◆ GIVEN EXERCISE ◆
Can you render the records as a numbered list, from their start through the line that contains "Query: peeling paint patch", leaving out any blank lines?
:::
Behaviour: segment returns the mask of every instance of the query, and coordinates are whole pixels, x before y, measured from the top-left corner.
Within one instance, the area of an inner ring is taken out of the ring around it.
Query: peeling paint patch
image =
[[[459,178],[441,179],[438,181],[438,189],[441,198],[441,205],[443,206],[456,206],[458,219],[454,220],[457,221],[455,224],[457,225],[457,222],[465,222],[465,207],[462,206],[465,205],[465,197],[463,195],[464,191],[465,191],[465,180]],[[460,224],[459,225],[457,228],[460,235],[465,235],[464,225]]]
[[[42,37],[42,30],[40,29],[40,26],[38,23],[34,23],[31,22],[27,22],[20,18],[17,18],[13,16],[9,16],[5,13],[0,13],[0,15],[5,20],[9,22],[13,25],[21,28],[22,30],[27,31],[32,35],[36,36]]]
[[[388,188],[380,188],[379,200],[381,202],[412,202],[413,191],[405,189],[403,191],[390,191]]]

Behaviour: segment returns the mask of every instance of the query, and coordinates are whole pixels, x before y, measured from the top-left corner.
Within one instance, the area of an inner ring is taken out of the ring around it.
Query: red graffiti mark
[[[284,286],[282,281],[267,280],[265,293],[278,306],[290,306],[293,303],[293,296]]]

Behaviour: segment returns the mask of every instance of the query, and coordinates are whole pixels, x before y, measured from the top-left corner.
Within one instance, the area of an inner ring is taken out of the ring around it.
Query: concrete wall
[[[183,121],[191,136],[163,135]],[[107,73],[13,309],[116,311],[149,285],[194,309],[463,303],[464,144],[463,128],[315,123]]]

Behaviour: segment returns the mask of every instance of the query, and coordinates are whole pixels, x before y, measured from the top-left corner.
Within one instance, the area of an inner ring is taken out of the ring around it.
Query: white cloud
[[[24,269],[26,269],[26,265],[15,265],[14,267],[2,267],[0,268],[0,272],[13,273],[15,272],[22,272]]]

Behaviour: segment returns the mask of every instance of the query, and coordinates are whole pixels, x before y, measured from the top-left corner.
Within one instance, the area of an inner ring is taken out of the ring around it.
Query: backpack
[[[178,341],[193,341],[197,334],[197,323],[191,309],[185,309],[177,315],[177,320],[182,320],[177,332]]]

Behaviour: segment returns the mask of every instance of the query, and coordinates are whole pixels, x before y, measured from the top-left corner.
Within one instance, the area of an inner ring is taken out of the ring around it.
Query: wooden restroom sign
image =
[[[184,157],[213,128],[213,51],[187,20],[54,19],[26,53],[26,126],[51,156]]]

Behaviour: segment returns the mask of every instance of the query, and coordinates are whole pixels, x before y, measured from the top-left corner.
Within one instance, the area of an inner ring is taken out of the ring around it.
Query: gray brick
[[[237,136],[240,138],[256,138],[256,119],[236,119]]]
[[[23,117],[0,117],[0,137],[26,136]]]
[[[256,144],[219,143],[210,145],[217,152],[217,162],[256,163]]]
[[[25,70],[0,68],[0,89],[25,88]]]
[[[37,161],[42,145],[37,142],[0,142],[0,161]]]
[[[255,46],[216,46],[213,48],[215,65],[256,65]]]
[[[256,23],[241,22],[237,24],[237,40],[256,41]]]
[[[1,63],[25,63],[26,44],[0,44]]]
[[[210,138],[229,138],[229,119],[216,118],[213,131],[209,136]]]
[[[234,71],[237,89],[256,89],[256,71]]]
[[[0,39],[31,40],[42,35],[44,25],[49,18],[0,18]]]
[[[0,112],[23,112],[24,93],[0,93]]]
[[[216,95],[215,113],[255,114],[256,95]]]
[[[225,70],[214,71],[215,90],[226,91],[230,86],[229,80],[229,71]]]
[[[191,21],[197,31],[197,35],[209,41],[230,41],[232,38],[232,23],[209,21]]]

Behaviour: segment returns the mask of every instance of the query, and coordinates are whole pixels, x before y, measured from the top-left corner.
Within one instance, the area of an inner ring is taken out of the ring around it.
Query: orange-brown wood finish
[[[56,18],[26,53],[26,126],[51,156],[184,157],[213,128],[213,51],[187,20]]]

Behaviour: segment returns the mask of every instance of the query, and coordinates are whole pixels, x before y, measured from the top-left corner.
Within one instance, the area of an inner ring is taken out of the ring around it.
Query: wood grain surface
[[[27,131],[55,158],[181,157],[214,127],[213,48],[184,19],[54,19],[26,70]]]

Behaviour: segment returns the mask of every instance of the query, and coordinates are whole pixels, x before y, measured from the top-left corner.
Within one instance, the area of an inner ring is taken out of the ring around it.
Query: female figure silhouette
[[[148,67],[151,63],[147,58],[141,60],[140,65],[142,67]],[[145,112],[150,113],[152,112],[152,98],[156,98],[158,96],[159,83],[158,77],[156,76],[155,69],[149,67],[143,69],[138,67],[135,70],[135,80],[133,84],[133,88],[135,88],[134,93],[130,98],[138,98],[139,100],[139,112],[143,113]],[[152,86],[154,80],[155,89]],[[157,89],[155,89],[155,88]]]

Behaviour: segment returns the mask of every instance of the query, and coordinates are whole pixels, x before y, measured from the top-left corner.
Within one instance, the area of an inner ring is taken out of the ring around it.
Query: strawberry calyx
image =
:::
◆ FULL SOLUTION ◆
1. Behaviour: segment returns the mask of every instance of the query, and coordinates are whole pixels, x before y, measured from the top-left corner.
2. Within one instance, the area of an inner ring is taken out of the ring around it.
3. Query: peeling paint patch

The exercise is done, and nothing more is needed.